#### AUSGEWÄHLTE TEXTSTELLE:
- - -
Eine Schwäche bei den Kamera-Apps vieler Android-Smartphones erlaubt Audio- und Video-Spionage.

Foto: Checkmarx

Das Berechtigungssystem von Android ist eigentlich dazu gedacht, zu verhindern, dass Apps unbemerkt Zugriff auf sensible Informationen eines Smartphones erhalten. Sicherheitsforscher von Checkmarx haben aber einen schlauen Weg gefunden, um diese Sperren auszutricksen – und das mit für die Nutzer potentiell schwerwiegenden Folgen. Eine Sicherheitsschwäche bei vielen Android-Smartphones ließ sich dazu nutzen, die Kamera zu starten und in Folge Audio- und Videoaufnahmen zu tätigen. Das funktionierte sogar dann, wenn das Gerät zuvor gesperrt war.

Ablauf

Alles was es dazu brauchte, war die Nutzer dazu zu bringen, eine unscheinbare App zu installieren – für ihre Tests haben die Forscher etwa eine simple Wetter-App verwendet. Die einzige Berechtigung, die diese benötigt, ist jene für "Storage" – also den Zugriff auf den lokalen Datenspeicher. Da diese unter Android extrem verbreitet ist, gehen die Sicherheitsforscher davon aus, dass die meisten Nutzer sie ohne großes Nachdenken vergeben werden. Anschließend wird das Intent-System von Android genutzt, um die Kamera-App zu öffnen. Dieses ist an sich dazu gedacht, um Daten zwischen Apps auszutauschen, dass eine App auf diesem Weg ohne Zutun der Nutzer die Kamera öffnen kann, ist insofern eine Implementationsschwäche. Der konkrete Bug liegt dabei übrigens in der Kamera-App und nicht im System, da diese festlegt, welche "Intents" für sie erlaubt sind.
- - -
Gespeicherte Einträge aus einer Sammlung

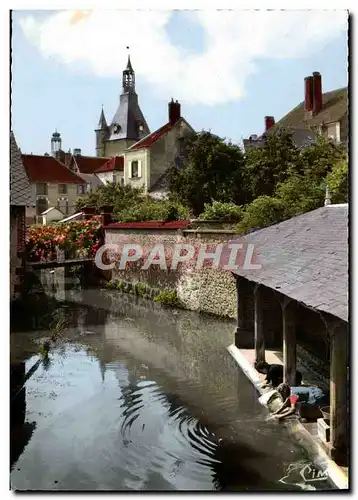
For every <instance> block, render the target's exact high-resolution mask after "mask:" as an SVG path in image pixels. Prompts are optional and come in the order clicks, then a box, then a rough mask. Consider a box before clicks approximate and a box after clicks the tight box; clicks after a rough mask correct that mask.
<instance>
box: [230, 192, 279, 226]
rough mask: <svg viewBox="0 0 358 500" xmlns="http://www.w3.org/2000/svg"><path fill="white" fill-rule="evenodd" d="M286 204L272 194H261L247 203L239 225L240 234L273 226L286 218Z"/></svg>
mask: <svg viewBox="0 0 358 500" xmlns="http://www.w3.org/2000/svg"><path fill="white" fill-rule="evenodd" d="M284 214H285V206H284V204H283V203H282V201H281V200H279V199H277V198H273V197H271V196H259V198H256V200H254V201H253V202H252V203H250V204H249V205H247V207H246V210H245V213H244V215H243V218H242V220H241V221H240V222H239V224H238V225H237V231H238V233H240V234H245V233H249V232H250V231H253V230H255V229H259V228H263V227H267V226H271V225H272V224H276V223H277V222H281V221H282V220H283V219H284Z"/></svg>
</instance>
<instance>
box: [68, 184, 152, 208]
mask: <svg viewBox="0 0 358 500" xmlns="http://www.w3.org/2000/svg"><path fill="white" fill-rule="evenodd" d="M142 198H143V189H138V188H134V187H132V186H131V185H127V186H122V185H121V184H113V183H106V184H104V185H103V186H100V187H99V188H97V189H96V191H94V192H92V193H89V194H87V195H85V196H82V197H81V198H79V199H78V200H77V202H76V208H77V209H78V210H79V209H81V208H83V207H84V206H92V207H95V208H96V209H97V211H98V212H99V211H100V209H101V207H103V206H104V205H113V206H114V213H116V212H119V211H121V210H123V209H125V208H126V207H128V206H130V205H131V204H133V203H136V202H138V201H140V200H141V199H142Z"/></svg>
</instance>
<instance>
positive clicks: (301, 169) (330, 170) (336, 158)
mask: <svg viewBox="0 0 358 500" xmlns="http://www.w3.org/2000/svg"><path fill="white" fill-rule="evenodd" d="M345 158H346V152H345V148H344V146H343V145H342V144H339V143H337V142H335V141H334V140H332V139H327V138H326V137H324V136H319V137H318V138H317V139H316V141H314V142H312V143H311V144H309V145H308V146H306V147H305V148H303V149H302V150H301V153H300V157H299V165H300V169H301V172H302V173H303V174H304V176H305V177H306V178H308V179H310V180H312V181H315V182H322V181H323V179H324V178H325V177H326V175H327V174H329V172H331V171H332V169H333V167H334V165H336V164H337V162H338V163H339V162H341V161H342V160H344V159H345Z"/></svg>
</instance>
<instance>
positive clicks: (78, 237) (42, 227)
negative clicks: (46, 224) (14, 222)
- - -
#### AUFGABEN ZUM MATERIAL:
(1) Gib den Teil der Einträge, der mit ihrer ersten Zeile beginnt und mit der Zeile endet, die „rough mask: <svg“ enthält, erneut wieder und ersetze darin „optional“ durch „voluntary“. Das Bild wird in der Antwort weggelassen.
(2) Führe den Text über die Sicherheitsschwäche in Android-Kamera-Apps im Anschluss an seinen letzten Satz weiter.
Die Einträge stehen in keinem Zusammenhang mit dem Text.

#### LÖSUNGEN DER AUFGABEN:
(1)
For every <instance> block, render the target's exact high-resolution mask after "mask:" as an SVG path in image pixels. Prompts are voluntary and come in the order clicks, then a box, then a rough mask. Consider a box before clicks approximate and a box after clicks the tight box; clicks after a rough mask correct that mask.
<instance>
box: [230, 192, 279, 226]
rough mask: <svg viewBox="0 0 358 500" xmlns="http://www.w3.org/2000/svg"><path fill="white" fill-rule="evenodd" d="M286 204L272 194H261L247 203L239 225L240 234L273 226L286 218Z"/></svg>

(2)
Verschleierung

Der ganze Trick hat allerdings ein kleines Problem: Er ist zunächst einmal recht einfach zu entdecken. Immerhin wird dabei die Kamera-App des jeweiligen Smartphones geöffnet, was am Display dann auch gut zu sehen ist. Die Sicherheitsforscher haben jedoch Wege gefunden diese Aktivität zu verschleiern. In einem Video zeigen sie einen Modus vor, in dem die Angriffs-App nur dann aktiviert wird, wenn das Smartphone mit dem Display nach unten liegt. Damit bekommt man zwar nur ein Bild von der Decke, Tonaufnahmen könnten aber natürlich trotzdem interessant werden. Ein anderes konkretes Angriffsszenario sehen die Experten bei Telefonanrufen, wo dann gleichzeitig Audio und Umgebungsvideo mitgeschnitten werden könnte. Für beides bedient man sich einfach der Informationen des Annäherungssensors, um zu sehen, wann der Bildschirm abgedeckt ist. All diese Aufnahmen können anschließend problemlos auf einen Server des jeweiligen App-Herstellers hochgeladen und dort ausgewertet werden.

In einem Video demonstriert Checkmarx konkrete Angriffsszenarien.
Checkmarx

Details

Außerdem warnen die Sicherheitsforscher davor, dass eine bösartige App GPS-Daten aus Fotos auslesen und so Standortinformationen über die User erhalten kann. Dieser Hinweis ist zwar an sich richtig, aber auch etwas irreführend, da er per se nichts mit der betreffenden Lücke zu tun hat. Das ist ein generelles – und bekanntes Problem – der "Storage"-Berechtigung, da damit Apps eben auch Zugriff auf gewisse Daten anderer Programme und damit vor allem Fotos erhalten. Damit können sie dann natürlich auch die GPS-Informationen aus den Metadaten auslesen. Aus genau diesem Grund hat Google mit Android 10 ein neues System namens "Scoped Storage" eingeführt, dass strikte Beschränkungen vorsieht und somit solche Dinge verhindern soll. Allerdings ist dieser Ansatz derzeit noch nicht verpflichtend, da er für App-Entwickler einiges an Zusatzarbeit bedeutet.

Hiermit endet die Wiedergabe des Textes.